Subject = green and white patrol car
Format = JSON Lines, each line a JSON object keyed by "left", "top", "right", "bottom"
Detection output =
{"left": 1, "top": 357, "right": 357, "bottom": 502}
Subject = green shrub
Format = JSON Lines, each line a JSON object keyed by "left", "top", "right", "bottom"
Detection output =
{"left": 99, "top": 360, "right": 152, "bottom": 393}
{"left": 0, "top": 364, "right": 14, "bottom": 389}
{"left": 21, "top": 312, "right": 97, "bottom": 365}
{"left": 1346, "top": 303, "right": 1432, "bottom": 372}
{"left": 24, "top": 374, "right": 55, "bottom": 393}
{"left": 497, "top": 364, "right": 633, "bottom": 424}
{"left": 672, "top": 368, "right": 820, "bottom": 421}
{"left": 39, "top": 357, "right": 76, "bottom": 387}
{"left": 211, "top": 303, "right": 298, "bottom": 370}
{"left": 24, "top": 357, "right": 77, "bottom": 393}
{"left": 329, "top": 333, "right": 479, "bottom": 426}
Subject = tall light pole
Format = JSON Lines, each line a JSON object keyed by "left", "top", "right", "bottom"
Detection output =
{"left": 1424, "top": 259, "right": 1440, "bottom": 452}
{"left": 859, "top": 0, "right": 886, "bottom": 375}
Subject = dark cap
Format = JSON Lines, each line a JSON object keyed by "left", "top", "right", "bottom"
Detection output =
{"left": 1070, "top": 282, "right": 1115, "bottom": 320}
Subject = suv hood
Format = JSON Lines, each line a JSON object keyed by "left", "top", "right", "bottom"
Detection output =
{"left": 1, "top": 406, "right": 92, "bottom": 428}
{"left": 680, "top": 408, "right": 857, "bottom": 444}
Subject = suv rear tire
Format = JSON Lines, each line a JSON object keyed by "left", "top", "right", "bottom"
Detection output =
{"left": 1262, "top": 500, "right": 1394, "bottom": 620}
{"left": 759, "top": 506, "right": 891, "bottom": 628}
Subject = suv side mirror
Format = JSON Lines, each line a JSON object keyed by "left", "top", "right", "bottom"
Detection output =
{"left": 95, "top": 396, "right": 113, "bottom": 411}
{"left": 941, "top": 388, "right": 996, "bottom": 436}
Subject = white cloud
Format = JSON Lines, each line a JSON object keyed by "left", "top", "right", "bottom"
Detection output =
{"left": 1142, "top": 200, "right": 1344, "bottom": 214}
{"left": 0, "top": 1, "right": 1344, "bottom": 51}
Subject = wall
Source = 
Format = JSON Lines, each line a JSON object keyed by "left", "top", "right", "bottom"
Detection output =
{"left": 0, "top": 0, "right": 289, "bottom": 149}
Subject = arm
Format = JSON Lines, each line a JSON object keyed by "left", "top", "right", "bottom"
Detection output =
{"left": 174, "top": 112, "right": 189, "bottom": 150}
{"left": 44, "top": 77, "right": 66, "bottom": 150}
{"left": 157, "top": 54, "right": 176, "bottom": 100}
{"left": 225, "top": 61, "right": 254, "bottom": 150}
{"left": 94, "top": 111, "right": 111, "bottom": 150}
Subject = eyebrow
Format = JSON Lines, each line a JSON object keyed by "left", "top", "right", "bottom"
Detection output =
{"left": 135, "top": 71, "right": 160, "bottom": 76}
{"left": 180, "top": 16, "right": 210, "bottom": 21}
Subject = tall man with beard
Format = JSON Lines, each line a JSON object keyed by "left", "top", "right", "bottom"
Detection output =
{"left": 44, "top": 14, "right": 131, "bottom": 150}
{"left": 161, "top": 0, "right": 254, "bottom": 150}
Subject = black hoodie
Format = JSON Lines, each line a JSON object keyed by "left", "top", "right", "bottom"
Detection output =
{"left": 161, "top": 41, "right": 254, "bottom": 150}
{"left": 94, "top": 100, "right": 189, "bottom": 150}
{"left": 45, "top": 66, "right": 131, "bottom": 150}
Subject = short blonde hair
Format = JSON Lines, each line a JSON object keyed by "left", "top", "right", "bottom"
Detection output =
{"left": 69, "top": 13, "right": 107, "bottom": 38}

☆ ☆ ☆

How to complete this task:
Only lines of the material that contain the word "white" belong in the answer; copy each one.

Solution to the exercise:
Subject = green and white patrol car
Subject = white cloud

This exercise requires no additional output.